**What is required:** Format the items as a numbered list, starting at the first line of the items and ending after the line that contains "<point>321,71</point>", with blank lines omitted. Leave the pictures out of the list.

**** Supplied information ****

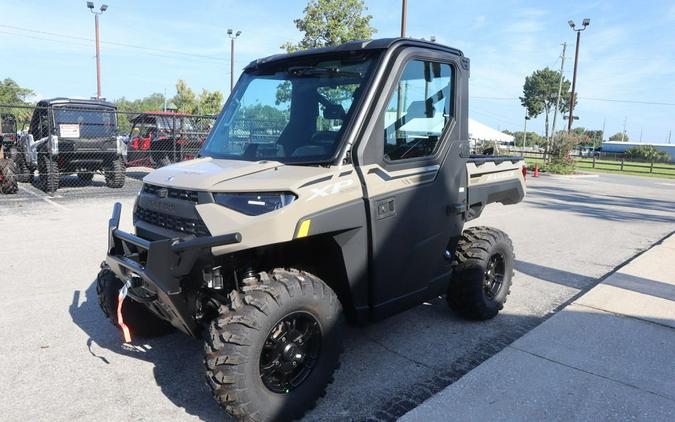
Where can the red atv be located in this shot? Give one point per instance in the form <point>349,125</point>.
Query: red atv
<point>158,139</point>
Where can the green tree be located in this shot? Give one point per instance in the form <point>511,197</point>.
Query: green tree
<point>185,99</point>
<point>619,137</point>
<point>327,23</point>
<point>332,22</point>
<point>540,93</point>
<point>210,102</point>
<point>12,93</point>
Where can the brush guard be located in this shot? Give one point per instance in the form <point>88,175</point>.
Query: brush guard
<point>159,266</point>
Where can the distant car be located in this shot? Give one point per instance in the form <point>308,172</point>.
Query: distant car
<point>158,139</point>
<point>68,136</point>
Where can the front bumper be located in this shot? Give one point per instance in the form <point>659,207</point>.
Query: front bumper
<point>156,269</point>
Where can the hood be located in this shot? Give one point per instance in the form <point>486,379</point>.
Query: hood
<point>204,173</point>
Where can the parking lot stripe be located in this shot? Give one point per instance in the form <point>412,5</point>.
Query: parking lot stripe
<point>43,197</point>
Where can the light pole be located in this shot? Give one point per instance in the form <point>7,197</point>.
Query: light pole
<point>404,15</point>
<point>104,7</point>
<point>557,101</point>
<point>584,24</point>
<point>233,36</point>
<point>525,132</point>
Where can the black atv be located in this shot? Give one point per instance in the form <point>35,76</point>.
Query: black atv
<point>69,136</point>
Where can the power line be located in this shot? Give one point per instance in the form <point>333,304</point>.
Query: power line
<point>79,44</point>
<point>118,44</point>
<point>612,100</point>
<point>627,101</point>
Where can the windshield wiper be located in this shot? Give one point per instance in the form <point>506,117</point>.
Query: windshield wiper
<point>321,71</point>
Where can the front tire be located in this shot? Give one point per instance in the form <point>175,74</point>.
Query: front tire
<point>272,351</point>
<point>115,174</point>
<point>24,174</point>
<point>482,272</point>
<point>48,171</point>
<point>137,317</point>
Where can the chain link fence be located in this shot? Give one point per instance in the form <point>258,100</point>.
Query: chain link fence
<point>64,145</point>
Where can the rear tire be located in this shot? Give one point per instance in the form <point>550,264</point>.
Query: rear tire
<point>115,174</point>
<point>482,272</point>
<point>254,346</point>
<point>48,171</point>
<point>141,321</point>
<point>8,182</point>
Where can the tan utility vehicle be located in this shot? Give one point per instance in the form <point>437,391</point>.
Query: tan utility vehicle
<point>334,185</point>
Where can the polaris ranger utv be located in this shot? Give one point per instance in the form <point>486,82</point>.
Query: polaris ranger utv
<point>72,136</point>
<point>347,198</point>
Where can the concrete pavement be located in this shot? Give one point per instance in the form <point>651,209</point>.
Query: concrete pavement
<point>606,356</point>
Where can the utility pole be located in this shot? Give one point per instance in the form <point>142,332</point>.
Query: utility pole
<point>557,102</point>
<point>585,23</point>
<point>104,7</point>
<point>404,15</point>
<point>233,36</point>
<point>525,131</point>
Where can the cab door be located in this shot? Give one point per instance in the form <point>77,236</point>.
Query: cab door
<point>412,163</point>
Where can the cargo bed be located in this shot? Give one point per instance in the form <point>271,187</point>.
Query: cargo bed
<point>493,179</point>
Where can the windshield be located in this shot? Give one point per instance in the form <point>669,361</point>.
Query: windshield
<point>83,122</point>
<point>293,113</point>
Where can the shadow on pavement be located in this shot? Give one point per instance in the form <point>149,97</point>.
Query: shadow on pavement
<point>177,358</point>
<point>565,278</point>
<point>604,207</point>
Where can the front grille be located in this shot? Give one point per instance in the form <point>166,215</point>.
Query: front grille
<point>185,195</point>
<point>178,224</point>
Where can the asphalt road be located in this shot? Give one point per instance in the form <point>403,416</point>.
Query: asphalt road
<point>62,361</point>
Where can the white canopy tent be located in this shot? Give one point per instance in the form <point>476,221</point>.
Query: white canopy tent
<point>480,132</point>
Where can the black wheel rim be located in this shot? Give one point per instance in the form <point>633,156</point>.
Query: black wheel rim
<point>494,275</point>
<point>290,352</point>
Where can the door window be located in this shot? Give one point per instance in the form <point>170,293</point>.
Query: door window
<point>419,111</point>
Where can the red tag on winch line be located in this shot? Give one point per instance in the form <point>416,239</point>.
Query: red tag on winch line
<point>120,320</point>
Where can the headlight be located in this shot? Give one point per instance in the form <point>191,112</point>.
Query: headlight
<point>254,203</point>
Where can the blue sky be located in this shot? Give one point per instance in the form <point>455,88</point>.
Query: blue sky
<point>627,53</point>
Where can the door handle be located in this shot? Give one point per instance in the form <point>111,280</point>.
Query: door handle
<point>385,208</point>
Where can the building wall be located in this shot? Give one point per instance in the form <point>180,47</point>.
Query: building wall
<point>623,146</point>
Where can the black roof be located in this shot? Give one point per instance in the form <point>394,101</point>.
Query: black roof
<point>75,101</point>
<point>359,45</point>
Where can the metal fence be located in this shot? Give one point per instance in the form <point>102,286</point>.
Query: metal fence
<point>611,162</point>
<point>76,144</point>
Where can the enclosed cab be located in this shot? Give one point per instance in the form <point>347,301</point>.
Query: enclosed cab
<point>68,136</point>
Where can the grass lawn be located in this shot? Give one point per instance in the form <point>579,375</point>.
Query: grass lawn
<point>663,170</point>
<point>633,168</point>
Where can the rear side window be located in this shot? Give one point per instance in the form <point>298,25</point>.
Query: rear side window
<point>419,110</point>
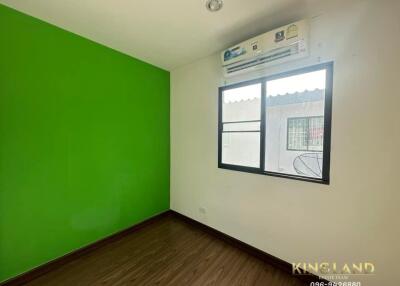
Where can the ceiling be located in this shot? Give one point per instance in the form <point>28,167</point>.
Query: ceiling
<point>169,33</point>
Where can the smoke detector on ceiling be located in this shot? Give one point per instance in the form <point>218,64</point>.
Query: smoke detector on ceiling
<point>214,5</point>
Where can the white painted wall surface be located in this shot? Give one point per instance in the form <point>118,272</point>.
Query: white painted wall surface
<point>356,217</point>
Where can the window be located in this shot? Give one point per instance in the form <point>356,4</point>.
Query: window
<point>278,125</point>
<point>305,133</point>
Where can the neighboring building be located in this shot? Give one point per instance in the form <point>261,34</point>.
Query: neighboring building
<point>295,119</point>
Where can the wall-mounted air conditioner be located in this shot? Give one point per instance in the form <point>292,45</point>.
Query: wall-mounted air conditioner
<point>281,45</point>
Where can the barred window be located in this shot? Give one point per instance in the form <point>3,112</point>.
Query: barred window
<point>305,134</point>
<point>279,125</point>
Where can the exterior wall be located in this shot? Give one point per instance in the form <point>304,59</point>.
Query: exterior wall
<point>278,158</point>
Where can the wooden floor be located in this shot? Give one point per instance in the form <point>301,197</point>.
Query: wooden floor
<point>169,251</point>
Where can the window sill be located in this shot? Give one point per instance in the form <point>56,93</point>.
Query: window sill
<point>273,174</point>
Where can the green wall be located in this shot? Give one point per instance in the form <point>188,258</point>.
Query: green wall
<point>84,142</point>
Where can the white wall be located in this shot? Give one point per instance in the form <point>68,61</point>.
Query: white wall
<point>356,217</point>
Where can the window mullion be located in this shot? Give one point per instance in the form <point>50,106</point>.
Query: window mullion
<point>262,125</point>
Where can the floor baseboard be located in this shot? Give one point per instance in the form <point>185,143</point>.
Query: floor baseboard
<point>58,262</point>
<point>266,257</point>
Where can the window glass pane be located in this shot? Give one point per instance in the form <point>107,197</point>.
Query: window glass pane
<point>241,104</point>
<point>244,126</point>
<point>294,116</point>
<point>297,134</point>
<point>241,149</point>
<point>316,133</point>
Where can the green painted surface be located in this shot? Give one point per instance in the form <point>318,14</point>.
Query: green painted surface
<point>84,142</point>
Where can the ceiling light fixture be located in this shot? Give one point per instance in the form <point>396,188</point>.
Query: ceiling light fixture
<point>214,5</point>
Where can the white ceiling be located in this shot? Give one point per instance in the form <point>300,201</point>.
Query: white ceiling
<point>169,33</point>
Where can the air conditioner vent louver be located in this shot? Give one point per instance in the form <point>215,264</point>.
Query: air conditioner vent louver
<point>282,45</point>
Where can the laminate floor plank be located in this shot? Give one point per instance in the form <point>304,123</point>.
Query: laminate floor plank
<point>170,252</point>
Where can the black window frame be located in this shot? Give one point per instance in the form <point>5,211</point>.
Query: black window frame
<point>327,124</point>
<point>308,129</point>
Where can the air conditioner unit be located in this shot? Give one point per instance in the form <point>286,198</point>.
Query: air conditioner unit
<point>281,45</point>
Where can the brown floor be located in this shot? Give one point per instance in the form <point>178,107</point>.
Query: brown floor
<point>167,252</point>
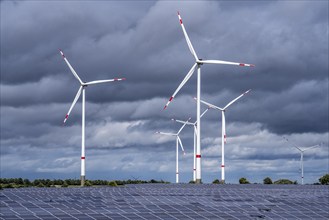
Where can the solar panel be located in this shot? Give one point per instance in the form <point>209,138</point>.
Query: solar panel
<point>167,201</point>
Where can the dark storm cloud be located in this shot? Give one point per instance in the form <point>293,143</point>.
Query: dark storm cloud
<point>143,41</point>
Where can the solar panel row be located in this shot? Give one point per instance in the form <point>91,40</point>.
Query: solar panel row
<point>167,201</point>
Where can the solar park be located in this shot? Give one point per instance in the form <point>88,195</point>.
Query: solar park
<point>168,201</point>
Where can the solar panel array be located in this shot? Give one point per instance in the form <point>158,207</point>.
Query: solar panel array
<point>168,201</point>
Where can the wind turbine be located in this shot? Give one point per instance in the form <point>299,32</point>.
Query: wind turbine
<point>197,64</point>
<point>223,126</point>
<point>194,140</point>
<point>82,88</point>
<point>302,156</point>
<point>178,141</point>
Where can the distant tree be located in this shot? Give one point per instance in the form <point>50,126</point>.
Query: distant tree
<point>267,180</point>
<point>88,183</point>
<point>65,184</point>
<point>243,180</point>
<point>284,181</point>
<point>324,180</point>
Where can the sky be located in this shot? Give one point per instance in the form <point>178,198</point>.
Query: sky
<point>143,42</point>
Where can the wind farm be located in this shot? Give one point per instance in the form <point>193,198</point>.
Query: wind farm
<point>150,157</point>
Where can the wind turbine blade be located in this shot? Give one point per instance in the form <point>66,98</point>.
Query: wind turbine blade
<point>183,126</point>
<point>309,148</point>
<point>210,105</point>
<point>104,81</point>
<point>187,77</point>
<point>187,38</point>
<point>204,112</point>
<point>165,133</point>
<point>73,103</point>
<point>293,144</point>
<point>181,145</point>
<point>234,100</point>
<point>225,62</point>
<point>182,122</point>
<point>71,68</point>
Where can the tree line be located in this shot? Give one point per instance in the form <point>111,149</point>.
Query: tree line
<point>20,182</point>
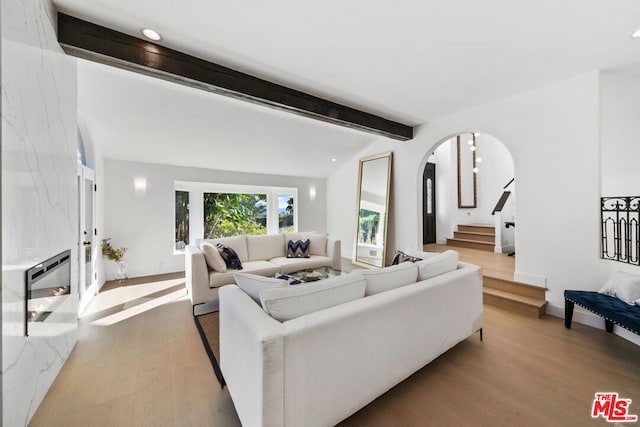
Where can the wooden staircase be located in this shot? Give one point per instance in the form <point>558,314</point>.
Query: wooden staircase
<point>474,236</point>
<point>514,296</point>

****

**Final result:**
1. Where can the red atv be located in this shot? Give one point per instance in the form <point>349,125</point>.
2. Query: red atv
3. <point>158,139</point>
4. Where can the green tree be located in this shot? Give one point per instance in the form <point>511,197</point>.
5. Query: green tree
6. <point>185,99</point>
7. <point>619,137</point>
8. <point>327,23</point>
9. <point>332,22</point>
10. <point>540,93</point>
11. <point>210,102</point>
12. <point>12,93</point>
13. Where can the brush guard be located in this shot? Give one point per instance in the form <point>88,175</point>.
14. Query: brush guard
15. <point>159,266</point>
16. Where can the distant car be located in this shot? Give one point per instance in the form <point>308,172</point>.
17. Query: distant car
18. <point>158,139</point>
19. <point>68,136</point>
20. Where can the front bumper be located in this shot? Give one point per instance in the form <point>659,207</point>.
21. Query: front bumper
22. <point>156,269</point>
23. Where can the hood be located in this shot? Give one point per instance in the form <point>486,379</point>.
24. Query: hood
25. <point>204,173</point>
26. Where can the parking lot stripe be located in this shot? Give one point per instance in the form <point>412,5</point>.
27. Query: parking lot stripe
28. <point>43,197</point>
29. Where can the light pole be located in this shot? Give one point per instance in the form <point>7,197</point>.
30. Query: light pole
31. <point>404,15</point>
32. <point>104,7</point>
33. <point>557,101</point>
34. <point>584,24</point>
35. <point>233,36</point>
36. <point>525,132</point>
37. Where can the black atv be located in this shot? Give one point per instance in the form <point>35,76</point>.
38. Query: black atv
39. <point>69,136</point>
40. Where can the power line be located in this shot? Give one point per instance in the form <point>333,304</point>.
41. Query: power line
42. <point>79,44</point>
43. <point>118,44</point>
44. <point>612,100</point>
45. <point>627,101</point>
46. Where can the windshield wiper be located in this shot? Give one point per instance in the form <point>506,117</point>.
47. Query: windshield wiper
48. <point>321,71</point>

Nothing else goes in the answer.